---- PASSAGE FOR REVIEW
States are required to phase out tax structures that shift costs to the federal government.
The Centers for Medicare & Medicaid Services (CMS) finalized a rule to end certain health care–related tax arrangements that federal officials say allowed states to increase federal Medicaid payments while reducing their own financial contributions. The agency said the rule reinforced existing statutory limits by prohibiting higher tax rates on Medicaid-related business than on non-Medicaid business and by blocking indirect or opaque tax structures.
According to CMS, such arrangements generated an estimated $24 billion annually for state budgets and contributed to growth in the federal share of Medicaid spending over the past decade.
“Medicaid only works when every partner meets its obligations. … With this rule, CMS is ending these inappropriate schemes and ensuring every federal Medicaid dollar is used as Congress intended,” said CMS Administrator Dr. Mehmet Oz.
The rule establishes phased compliance deadlines through fiscal year 2028 and implements directives passed by Congress, with the agency stating that federal Medicaid funds must be used solely to support eligible beneficiaries.
As the Lord Leads, Pray with Us…
- For Administrator Oz and other CMS personnel as they work to implement reforms that balance out state contributions for Medicaid recipients.
- For federal and state officials as they transition to the congressionally mandated coverage of care under Medicaid.
- For the president and department secretaries as they seek to protect taxpayer resources and ensure effective aid to states.
--------
◆ TASK INSTRUCTIONS ◆
[1] Revise the Medicaid rule passage starting with "States are required" and going on through "opaque tax structures.", putting "mechanisms" in place of "arrangements".
[2] Decide whether each statement agrees with the Medicaid rule passage, answering yes or no and quoting the words that settle it: (a) The rule sets compliance deadlines running through fiscal year 2028. (b) CMS estimated that the arrangements generated $24 billion annually for the federal government. (c) The rule permits higher tax rates on Medicaid-related business than on non-Medicaid business.
[3] According to the Medicaid rule passage, who is the CMS Administrator?
The lines that follow have no connection to the Medicaid rule passage.
---- RAW DATA
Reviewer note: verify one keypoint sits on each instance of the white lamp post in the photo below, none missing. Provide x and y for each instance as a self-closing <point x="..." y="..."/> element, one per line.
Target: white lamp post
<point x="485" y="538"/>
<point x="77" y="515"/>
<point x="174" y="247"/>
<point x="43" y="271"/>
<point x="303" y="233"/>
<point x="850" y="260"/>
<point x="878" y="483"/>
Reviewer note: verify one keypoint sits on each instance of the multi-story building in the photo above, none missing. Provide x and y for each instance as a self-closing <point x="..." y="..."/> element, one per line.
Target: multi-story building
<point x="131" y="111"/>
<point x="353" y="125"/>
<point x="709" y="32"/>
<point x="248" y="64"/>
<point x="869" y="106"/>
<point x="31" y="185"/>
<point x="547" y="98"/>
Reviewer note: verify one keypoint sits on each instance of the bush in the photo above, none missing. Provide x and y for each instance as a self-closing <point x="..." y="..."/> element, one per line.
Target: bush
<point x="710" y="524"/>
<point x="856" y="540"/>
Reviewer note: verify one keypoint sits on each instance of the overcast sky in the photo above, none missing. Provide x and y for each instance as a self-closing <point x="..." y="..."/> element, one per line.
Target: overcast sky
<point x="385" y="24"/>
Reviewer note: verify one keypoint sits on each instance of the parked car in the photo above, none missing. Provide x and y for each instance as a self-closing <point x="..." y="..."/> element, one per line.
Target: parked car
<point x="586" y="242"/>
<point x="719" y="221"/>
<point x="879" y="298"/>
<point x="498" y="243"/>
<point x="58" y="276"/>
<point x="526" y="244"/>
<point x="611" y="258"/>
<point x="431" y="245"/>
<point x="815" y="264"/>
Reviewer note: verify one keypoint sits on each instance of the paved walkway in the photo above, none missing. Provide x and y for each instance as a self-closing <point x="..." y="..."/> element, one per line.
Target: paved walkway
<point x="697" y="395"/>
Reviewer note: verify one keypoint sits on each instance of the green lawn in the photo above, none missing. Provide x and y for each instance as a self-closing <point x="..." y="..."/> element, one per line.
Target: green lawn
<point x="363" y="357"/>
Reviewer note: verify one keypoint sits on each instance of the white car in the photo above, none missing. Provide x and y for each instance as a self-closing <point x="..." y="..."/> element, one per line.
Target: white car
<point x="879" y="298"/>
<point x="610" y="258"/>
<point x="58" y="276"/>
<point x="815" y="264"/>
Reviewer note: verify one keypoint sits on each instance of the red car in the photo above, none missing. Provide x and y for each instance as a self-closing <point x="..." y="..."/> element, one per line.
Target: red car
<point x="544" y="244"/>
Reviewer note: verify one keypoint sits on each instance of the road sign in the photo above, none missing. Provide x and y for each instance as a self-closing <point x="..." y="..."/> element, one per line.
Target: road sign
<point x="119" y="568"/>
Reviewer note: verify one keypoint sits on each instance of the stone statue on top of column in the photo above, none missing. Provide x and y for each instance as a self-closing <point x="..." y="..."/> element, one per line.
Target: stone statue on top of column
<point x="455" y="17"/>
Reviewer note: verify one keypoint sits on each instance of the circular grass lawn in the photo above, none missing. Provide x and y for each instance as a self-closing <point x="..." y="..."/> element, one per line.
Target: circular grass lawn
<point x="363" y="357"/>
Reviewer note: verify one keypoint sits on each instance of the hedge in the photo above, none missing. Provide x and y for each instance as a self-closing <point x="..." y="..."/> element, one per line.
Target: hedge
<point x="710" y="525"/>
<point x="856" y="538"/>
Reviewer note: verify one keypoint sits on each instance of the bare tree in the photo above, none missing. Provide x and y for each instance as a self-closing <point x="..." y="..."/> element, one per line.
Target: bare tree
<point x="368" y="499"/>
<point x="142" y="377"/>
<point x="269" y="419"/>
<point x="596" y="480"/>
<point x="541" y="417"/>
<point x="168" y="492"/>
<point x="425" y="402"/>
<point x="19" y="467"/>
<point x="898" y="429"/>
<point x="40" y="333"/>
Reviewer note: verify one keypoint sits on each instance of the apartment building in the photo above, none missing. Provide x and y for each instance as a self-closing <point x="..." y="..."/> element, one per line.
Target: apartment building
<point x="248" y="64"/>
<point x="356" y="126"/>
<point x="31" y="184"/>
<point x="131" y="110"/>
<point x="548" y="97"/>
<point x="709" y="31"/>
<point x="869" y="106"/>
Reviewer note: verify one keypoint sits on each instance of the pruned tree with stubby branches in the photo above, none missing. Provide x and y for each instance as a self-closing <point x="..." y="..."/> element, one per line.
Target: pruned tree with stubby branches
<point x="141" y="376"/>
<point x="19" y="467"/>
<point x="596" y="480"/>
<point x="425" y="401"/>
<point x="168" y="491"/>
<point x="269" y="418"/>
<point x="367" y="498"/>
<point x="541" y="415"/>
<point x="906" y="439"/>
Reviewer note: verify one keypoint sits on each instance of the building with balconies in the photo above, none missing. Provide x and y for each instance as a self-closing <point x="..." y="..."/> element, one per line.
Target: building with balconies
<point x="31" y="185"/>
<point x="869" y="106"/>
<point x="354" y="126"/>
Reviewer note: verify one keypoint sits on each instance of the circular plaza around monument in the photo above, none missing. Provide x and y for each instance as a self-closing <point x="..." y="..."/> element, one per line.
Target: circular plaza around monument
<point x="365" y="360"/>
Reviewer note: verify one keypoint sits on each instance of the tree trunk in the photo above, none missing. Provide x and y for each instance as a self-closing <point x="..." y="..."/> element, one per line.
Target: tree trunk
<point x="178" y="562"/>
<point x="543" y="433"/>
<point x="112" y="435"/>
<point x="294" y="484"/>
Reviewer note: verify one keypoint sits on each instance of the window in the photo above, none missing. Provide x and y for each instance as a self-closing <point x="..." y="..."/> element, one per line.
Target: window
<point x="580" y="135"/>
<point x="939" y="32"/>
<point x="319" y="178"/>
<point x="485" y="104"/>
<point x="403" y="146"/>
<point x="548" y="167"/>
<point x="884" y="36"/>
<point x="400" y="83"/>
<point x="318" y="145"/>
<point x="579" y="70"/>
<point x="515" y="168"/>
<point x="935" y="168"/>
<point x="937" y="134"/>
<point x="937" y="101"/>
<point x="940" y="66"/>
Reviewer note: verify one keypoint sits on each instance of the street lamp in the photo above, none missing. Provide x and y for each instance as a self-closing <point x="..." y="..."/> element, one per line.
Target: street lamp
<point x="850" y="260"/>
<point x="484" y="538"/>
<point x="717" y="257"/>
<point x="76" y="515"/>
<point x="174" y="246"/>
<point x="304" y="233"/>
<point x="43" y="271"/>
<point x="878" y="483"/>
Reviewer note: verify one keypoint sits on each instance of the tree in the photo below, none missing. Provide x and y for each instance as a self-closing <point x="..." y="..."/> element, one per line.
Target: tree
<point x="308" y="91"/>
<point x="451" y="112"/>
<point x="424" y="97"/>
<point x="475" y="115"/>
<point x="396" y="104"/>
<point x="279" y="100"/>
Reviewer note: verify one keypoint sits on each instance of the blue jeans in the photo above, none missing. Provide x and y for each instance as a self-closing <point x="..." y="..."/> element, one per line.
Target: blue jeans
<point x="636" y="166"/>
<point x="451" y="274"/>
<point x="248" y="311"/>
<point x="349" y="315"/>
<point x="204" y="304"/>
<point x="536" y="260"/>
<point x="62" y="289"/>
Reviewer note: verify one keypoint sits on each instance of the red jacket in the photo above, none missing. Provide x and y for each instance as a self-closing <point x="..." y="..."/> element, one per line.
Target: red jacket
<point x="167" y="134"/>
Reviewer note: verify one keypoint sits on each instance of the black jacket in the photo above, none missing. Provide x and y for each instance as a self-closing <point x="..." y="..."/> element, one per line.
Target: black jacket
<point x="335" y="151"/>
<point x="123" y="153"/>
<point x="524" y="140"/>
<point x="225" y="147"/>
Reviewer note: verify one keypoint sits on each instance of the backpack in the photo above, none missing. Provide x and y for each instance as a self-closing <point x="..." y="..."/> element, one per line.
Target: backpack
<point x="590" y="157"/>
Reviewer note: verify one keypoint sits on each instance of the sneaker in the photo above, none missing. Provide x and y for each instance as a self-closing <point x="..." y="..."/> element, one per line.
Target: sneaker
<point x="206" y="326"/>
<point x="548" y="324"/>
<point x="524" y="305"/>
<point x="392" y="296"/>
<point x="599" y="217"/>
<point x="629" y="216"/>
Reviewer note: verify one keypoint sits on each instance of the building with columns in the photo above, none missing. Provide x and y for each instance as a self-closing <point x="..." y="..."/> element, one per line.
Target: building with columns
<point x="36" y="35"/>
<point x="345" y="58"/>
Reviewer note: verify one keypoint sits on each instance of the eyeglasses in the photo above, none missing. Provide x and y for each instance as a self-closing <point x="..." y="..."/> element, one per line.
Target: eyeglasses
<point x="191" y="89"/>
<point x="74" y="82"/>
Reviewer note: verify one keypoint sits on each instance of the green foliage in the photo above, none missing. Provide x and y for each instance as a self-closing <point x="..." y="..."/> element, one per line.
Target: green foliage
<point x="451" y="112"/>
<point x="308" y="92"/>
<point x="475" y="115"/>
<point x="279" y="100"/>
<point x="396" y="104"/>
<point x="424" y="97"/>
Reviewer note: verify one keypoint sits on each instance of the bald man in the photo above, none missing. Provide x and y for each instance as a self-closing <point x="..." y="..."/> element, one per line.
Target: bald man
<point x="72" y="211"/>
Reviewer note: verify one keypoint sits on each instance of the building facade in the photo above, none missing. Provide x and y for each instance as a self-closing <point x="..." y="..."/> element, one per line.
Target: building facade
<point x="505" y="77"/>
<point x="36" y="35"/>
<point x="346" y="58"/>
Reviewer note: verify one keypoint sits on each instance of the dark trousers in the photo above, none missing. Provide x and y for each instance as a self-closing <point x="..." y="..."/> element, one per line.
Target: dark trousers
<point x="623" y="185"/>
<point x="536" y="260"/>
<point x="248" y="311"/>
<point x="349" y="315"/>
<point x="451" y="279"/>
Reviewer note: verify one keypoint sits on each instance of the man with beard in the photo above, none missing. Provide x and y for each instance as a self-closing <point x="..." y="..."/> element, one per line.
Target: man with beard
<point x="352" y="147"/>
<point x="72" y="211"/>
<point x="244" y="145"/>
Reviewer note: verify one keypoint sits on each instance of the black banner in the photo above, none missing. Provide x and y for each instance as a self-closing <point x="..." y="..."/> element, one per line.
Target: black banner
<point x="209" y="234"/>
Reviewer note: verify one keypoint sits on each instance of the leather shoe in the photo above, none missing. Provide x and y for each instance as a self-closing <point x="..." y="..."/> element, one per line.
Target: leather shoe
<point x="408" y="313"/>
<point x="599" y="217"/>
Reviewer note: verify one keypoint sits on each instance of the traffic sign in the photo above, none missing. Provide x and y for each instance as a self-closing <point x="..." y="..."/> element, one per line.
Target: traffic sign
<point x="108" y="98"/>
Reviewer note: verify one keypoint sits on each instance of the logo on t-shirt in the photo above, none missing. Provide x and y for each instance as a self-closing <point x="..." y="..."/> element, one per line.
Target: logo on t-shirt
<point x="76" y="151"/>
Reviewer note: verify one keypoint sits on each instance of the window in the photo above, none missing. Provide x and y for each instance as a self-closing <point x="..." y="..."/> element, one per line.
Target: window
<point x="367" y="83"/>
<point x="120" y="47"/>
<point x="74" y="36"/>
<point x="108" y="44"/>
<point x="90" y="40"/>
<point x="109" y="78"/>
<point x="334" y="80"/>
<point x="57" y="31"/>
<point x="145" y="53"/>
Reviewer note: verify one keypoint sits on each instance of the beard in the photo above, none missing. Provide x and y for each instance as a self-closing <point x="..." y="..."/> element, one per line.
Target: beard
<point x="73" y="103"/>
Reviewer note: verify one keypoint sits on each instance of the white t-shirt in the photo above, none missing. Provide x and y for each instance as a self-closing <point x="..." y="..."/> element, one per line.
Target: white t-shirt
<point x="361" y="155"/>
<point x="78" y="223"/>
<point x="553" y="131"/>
--------
◆ SOLUTIONS TO THE TASKS ◆
[1]
States are required to phase out tax structures that shift costs to the federal government.
The Centers for Medicare & Medicaid Services (CMS) finalized a rule to end certain health care–related tax mechanisms that federal officials say allowed states to increase federal Medicaid payments while reducing their own financial contributions. The agency said the rule reinforced existing statutory limits by prohibiting higher tax rates on Medicaid-related business than on non-Medicaid business and by blocking indirect or opaque tax structures.

[2]
(a) Yes: "The rule establishes phased compliance deadlines through fiscal year 2028."
(b) No: "such arrangements generated an estimated $24 billion annually for state budgets."
(c) No: "prohibiting higher tax rates on Medicaid-related business than on non-Medicaid business."

[3] Dr. Mehmet Oz.